Instructions to follow -
Your answer must be an exact copy of the entries below, with every picture removed.

Input data -
%%

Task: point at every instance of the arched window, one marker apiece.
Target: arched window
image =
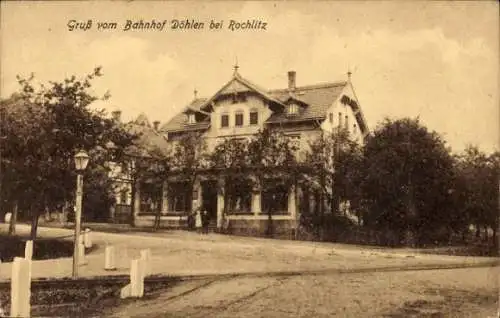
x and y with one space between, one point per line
254 117
238 118
224 120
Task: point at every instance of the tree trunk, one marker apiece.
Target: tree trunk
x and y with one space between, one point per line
13 219
65 210
34 223
156 225
132 203
494 236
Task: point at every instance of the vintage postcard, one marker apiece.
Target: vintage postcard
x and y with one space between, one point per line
249 159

%%

Task answer -
Task: point at every instance of the arched window, one marker apiece.
Target: arched window
image =
x and y with one space between, one point per line
254 117
238 118
224 120
Task: point at every instance of the tree trunk, one marker apiece.
Target: tree trunk
x and y with one space between, one point per line
13 219
65 210
34 223
156 225
132 203
494 236
Task: point at every instance of the vintage postcard, one marker apiece.
Target: vintage postcard
x and y with one space between, one point per line
249 159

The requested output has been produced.